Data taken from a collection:
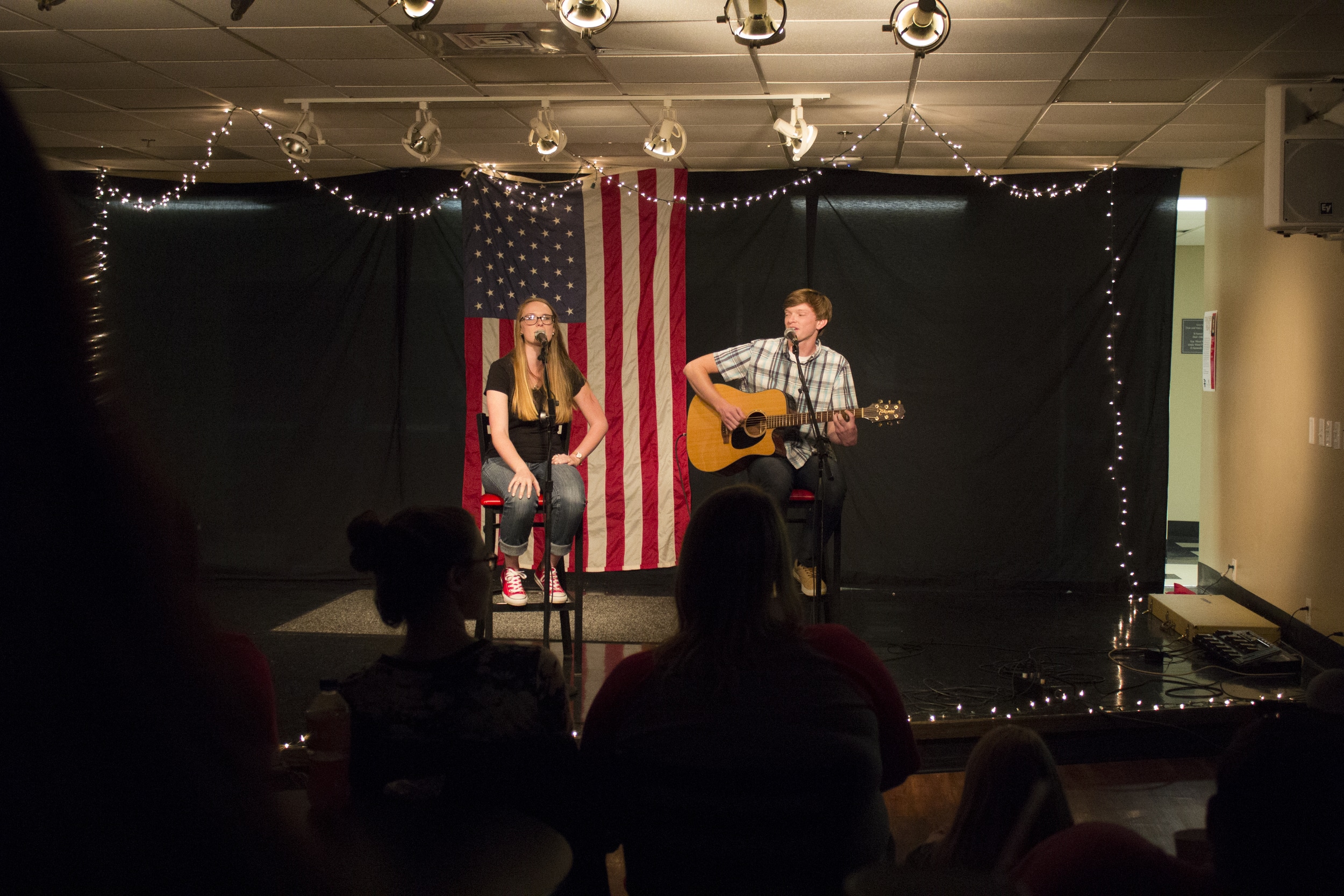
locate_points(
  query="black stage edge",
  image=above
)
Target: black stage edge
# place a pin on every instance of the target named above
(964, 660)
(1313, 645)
==
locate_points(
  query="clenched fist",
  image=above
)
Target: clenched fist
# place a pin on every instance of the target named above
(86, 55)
...
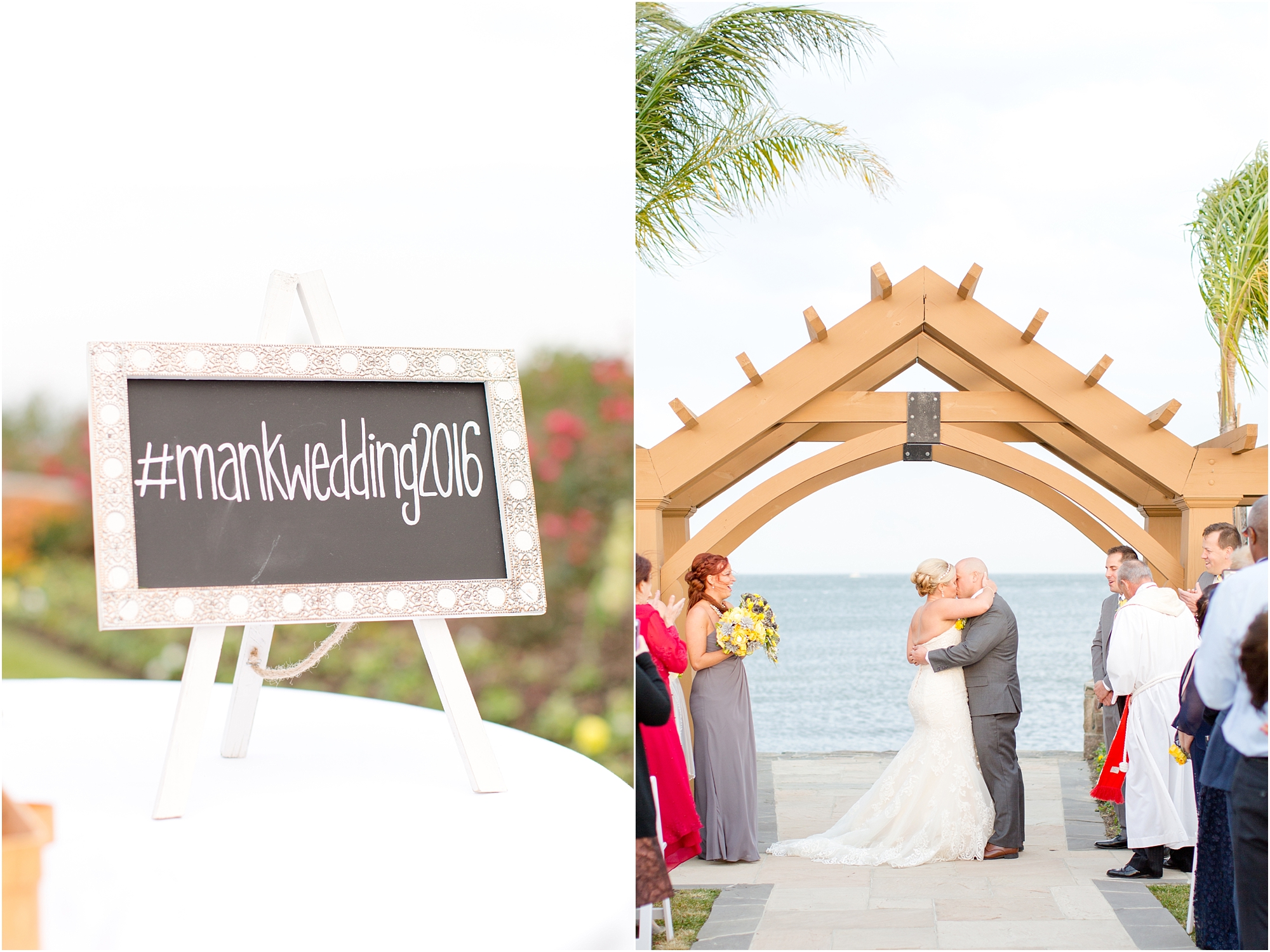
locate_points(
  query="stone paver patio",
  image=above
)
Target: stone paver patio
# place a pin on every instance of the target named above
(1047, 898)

Problem to work on:
Filter the records above down to the lines that contain the word "black", and copy each of those lines.

Task response:
  query="black stage edge",
Target: black stage edge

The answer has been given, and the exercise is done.